** WHAT THIS EXERCISE ASKS **
A – Quote the gene expression methods passage word for word, from "Overrepresented gene sets" to "2 contingency tables.".
B – Write what comes next in the gene expression methods passage, picking up right after its last sentence.

Statistical Assessment of Differential Gene Expression

Statistical contrasts were used to find pairwise gene expression differences between the control group and each dose group using the R/Maanova package.¹⁸ For each chemical, the model

Y_{i} = m + DOSE + ∊_{i}

was used to fit the log₂ transformed gene expression measures Y_i, where μ is the mean for each array, DOSE is a 4-fold level factor representing the dose effect (control, low dose, medium dose, high dose) and ∊_i captures random error for probe set i. The null hypothesis for each test is that the mean of the control samples is equal to the mean of the dose group samples and the alternative hypothesis for each test is that the mean of the control group samples is not equal to the mean of the dose group samples. A total of 3 different comparisons were tested for each probe set (control vs low dose, control vs middle dose, and control vs high dose). All statistical tests were performed using F_s, a modified F-statistic incorporating shrinkage estimates of variance components.¹⁹ P values were calculated by permuting sample labels 1000 times. In order to reduce the number of false positives, P values were adjusted for multiple hypothesis testing corresponding to all probe sets on the array using the Benjamin-Hochberg false discovery rate procedure implemented using the p.adjust() function in R. This correction controls the expected proportion of errors among the significant results.²⁰ Unless otherwise noted, a false discovery rate threshold of .05 was used for statistical significance. Log₂ fold changes were calculated by subtracting the control and dose treated (low dose, middle dose, or high dose) relative expression values from model (1) above.²¹

Overrepresented gene sets were determined from the gene list obtained above by testing for association with gene pathway relationships (www.ingenuity.com). Enrichment of pathway members among differentially expressed probe sets were assessed using the one-tailed Fisher exact test for 2 × 2 contingency tables.

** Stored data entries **

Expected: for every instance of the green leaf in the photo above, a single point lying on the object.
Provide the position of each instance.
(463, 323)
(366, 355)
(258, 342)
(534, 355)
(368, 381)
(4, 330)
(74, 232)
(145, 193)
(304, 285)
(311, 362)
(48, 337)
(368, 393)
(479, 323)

** EXERCISE RESPONSES **
A –
Overrepresented gene sets were determined from the gene list obtained above by testing for association with gene pathway relationships (www.ingenuity.com). Enrichment of pathway members among differentially expressed probe sets were assessed using the one-tailed Fisher exact test for 2 × 2 contingency tables.

B –
Benchmark Dose Analysis

Postnatal day 4 liver transcriptomic data were used to calculate the benchmark dose (BMD), and a statistically lower confidence bound BMD (BMDL)²² using BMDExpress version 2.0 (https://github.com/auerbachs/BMDExpress-2.0/releases). We adopted the default settings for BMDExpress 2.0 except that we used an analysis of variance (ANOVA) P value < .05 and |fold-change| ≥1.5 for defining differentially expressed transcripts. Biological Process Gene Ontology terms were used for gene set definitions. BMDExpress verison 2.0 is an updated version of BMDExpress.^23,24 Reference doses for the altered GO Biological Process Category pathways (http://geneontology.org/page/go-enrichment-analysis) were based on liver microarray data from exposed animals. All BMD calculations were performed within the BMDExpress framework. First, a classical one-way ANOVA was used to filter the probe list to find transcripts that were differentially expressed across dose groups with a P value <.05 and |fold-change| ≥1.5. Next, BMD statistics were calculated for each probe set. When more than one probe set mapped to the same Entrez ID, the BMD values were averaged across probe sets to obtain a single value for each Entrez ID and the GO analyses were performed on a gene-specific basis. The program returned a range of summary exposure levels (mg/kg/d) representing the central tendencies and variability of BMD (chemical exposure level [mg/kg/d] estimated to result in a 10% extra risk of disease) and BMDL (95% lower bound on BMD) values.

Analysis of Body and Organ Weights and Thyroid Hormone Levels

Thyroid hormone (T4) data, which typically have skewed distributions, were analyzed using the nonparametric multiple comparison methods of Shirley²⁵ and Dunn.²⁶ Jonckheere's test (Jonckheere, 1954) was used to assess the significance of dose–response trends and to determine whether a trend-sensitive test (Williams’ or Shirley’s test) was more appropriate for pairwise comparisons than a test that does not assume a monotonic dose–response (Dunnett’s or Dunn’s test). Trend-sensitive tests were used when Jonckheere's test was significant at P < .01.

Prior to analysis, extreme values identified by the outlier test of Dixon and Massey²⁷ were examined. Implausible values, extreme values from animals that were suspected of being sick due to causes other than treatment, and values that the laboratory indicated as being inadequate due to measurement problems were eliminated from the analysis.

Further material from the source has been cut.